▶ _Objectif_
Filtrez les lignes ci-dessous en recopiant chacune de celles qui contiennent le mot « laptop », en respectant la casse.

▶ _Données fournies_
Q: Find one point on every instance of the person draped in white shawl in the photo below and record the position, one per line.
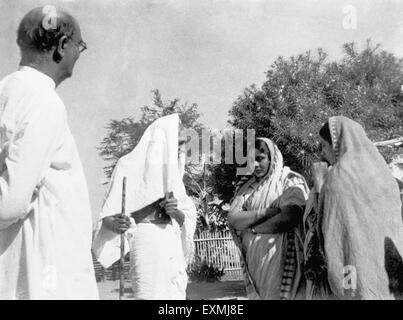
(265, 216)
(45, 215)
(162, 229)
(353, 223)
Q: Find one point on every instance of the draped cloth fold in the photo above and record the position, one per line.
(271, 262)
(159, 253)
(357, 210)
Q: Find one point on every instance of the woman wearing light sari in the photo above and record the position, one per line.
(354, 226)
(264, 218)
(162, 228)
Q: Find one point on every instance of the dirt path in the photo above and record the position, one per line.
(225, 290)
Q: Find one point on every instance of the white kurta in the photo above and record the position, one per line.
(45, 216)
(159, 253)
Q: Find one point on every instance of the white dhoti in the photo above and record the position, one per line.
(158, 269)
(159, 252)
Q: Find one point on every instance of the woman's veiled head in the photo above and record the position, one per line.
(262, 159)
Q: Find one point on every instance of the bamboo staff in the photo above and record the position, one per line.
(122, 245)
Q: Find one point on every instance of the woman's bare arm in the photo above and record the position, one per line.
(288, 218)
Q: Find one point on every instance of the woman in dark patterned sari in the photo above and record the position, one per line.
(265, 217)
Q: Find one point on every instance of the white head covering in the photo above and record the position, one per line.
(151, 170)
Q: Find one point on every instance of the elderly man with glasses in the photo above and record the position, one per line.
(45, 217)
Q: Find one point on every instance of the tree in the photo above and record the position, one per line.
(123, 135)
(300, 93)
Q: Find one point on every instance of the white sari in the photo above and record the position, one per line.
(159, 253)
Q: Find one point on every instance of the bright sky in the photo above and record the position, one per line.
(200, 51)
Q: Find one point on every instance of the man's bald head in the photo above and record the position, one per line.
(41, 28)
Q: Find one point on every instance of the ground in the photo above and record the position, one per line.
(220, 290)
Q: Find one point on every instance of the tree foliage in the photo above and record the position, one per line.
(300, 93)
(123, 135)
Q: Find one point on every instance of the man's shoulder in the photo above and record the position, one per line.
(32, 96)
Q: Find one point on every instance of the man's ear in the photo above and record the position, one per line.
(59, 52)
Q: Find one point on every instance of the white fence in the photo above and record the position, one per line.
(219, 250)
(216, 248)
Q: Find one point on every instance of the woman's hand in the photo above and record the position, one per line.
(118, 223)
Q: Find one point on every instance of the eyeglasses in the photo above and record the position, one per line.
(81, 45)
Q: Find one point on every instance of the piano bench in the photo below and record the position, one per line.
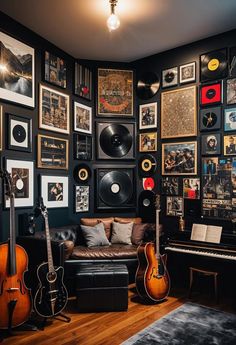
(201, 272)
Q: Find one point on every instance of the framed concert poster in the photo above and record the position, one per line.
(52, 152)
(19, 133)
(179, 113)
(82, 118)
(54, 110)
(54, 191)
(17, 77)
(22, 173)
(55, 70)
(115, 92)
(179, 158)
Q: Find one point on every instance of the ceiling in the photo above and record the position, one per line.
(147, 26)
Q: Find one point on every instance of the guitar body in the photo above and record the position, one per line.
(152, 278)
(51, 296)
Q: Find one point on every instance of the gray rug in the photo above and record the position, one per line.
(190, 324)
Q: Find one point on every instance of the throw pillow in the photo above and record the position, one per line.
(121, 233)
(95, 235)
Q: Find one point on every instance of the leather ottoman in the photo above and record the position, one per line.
(102, 287)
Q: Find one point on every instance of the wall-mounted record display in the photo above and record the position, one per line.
(115, 141)
(115, 188)
(147, 165)
(148, 85)
(214, 65)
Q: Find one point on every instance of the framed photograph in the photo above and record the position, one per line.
(211, 94)
(17, 77)
(83, 81)
(170, 77)
(148, 142)
(187, 73)
(211, 144)
(179, 158)
(54, 110)
(22, 173)
(231, 91)
(191, 188)
(52, 152)
(115, 92)
(82, 147)
(230, 145)
(230, 119)
(55, 70)
(54, 191)
(148, 116)
(82, 118)
(19, 133)
(174, 206)
(179, 113)
(81, 198)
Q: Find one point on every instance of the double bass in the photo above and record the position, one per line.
(152, 278)
(15, 298)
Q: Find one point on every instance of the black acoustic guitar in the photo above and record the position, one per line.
(51, 296)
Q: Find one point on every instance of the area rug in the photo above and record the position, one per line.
(190, 324)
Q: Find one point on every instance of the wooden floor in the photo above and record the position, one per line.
(105, 328)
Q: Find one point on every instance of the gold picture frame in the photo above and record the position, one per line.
(179, 113)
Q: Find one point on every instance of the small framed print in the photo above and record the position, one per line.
(230, 119)
(22, 173)
(81, 198)
(231, 91)
(52, 152)
(82, 118)
(19, 133)
(170, 77)
(148, 116)
(211, 144)
(211, 94)
(54, 191)
(148, 142)
(82, 147)
(187, 73)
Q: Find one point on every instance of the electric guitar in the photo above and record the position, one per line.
(51, 296)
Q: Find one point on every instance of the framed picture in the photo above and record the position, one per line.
(174, 206)
(22, 173)
(82, 147)
(52, 152)
(230, 119)
(211, 144)
(115, 92)
(54, 191)
(187, 73)
(230, 145)
(231, 91)
(54, 110)
(19, 133)
(17, 78)
(148, 142)
(191, 188)
(55, 70)
(148, 116)
(82, 118)
(170, 77)
(83, 81)
(211, 94)
(179, 158)
(178, 113)
(81, 198)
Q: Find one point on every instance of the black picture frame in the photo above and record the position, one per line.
(19, 136)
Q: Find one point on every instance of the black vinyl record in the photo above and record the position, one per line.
(116, 140)
(148, 85)
(147, 165)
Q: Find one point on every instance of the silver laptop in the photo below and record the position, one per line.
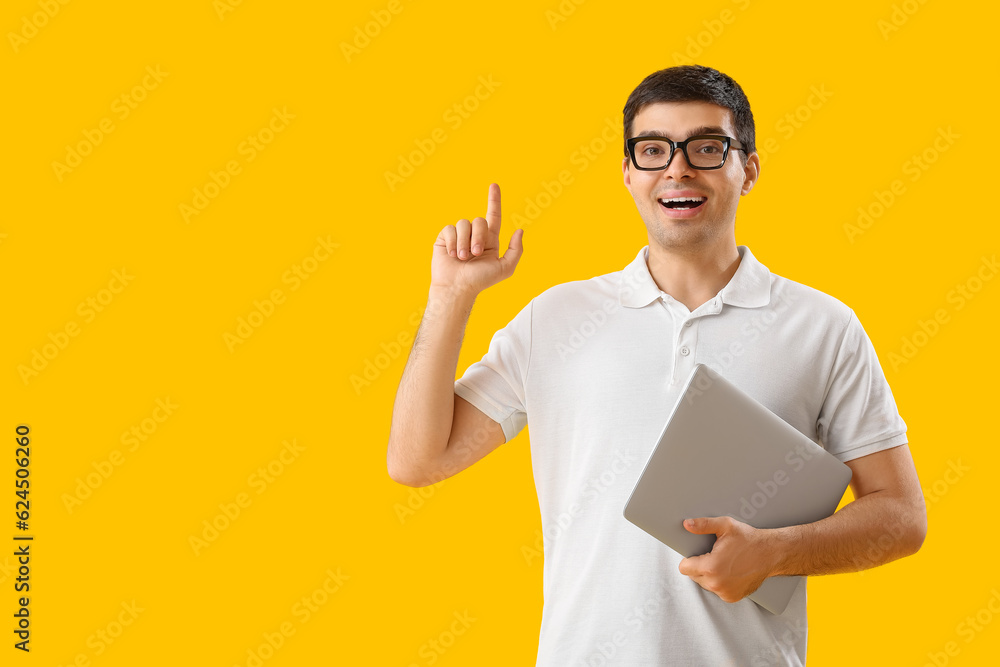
(721, 453)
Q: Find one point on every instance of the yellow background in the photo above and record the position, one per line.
(560, 73)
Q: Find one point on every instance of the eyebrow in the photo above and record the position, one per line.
(704, 129)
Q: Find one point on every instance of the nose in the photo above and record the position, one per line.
(678, 166)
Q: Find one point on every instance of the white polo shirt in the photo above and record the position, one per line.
(596, 367)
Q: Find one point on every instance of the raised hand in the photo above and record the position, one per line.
(466, 255)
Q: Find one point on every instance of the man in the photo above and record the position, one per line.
(596, 365)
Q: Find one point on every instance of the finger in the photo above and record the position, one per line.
(480, 236)
(703, 525)
(691, 567)
(493, 209)
(513, 254)
(447, 239)
(463, 229)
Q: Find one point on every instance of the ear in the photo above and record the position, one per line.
(751, 173)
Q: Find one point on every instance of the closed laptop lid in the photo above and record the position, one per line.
(721, 453)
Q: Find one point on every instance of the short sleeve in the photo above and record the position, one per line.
(859, 415)
(496, 383)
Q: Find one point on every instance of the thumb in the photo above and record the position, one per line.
(513, 254)
(704, 525)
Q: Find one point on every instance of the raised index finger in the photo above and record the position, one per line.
(493, 209)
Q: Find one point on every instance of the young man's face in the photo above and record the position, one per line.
(714, 220)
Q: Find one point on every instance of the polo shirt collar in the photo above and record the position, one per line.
(750, 286)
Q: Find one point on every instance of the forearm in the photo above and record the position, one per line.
(424, 407)
(870, 531)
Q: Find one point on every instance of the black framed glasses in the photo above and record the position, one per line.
(703, 151)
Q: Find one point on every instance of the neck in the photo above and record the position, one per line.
(693, 277)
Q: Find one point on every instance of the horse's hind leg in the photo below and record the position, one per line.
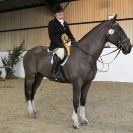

▶ _Corrigé_
Q: Find one point on every instance of the silver laptop in the photo below and record the position, one per line.
Q: Find one point on every instance of the closed laptop lid in the photo above and record the position, one per line.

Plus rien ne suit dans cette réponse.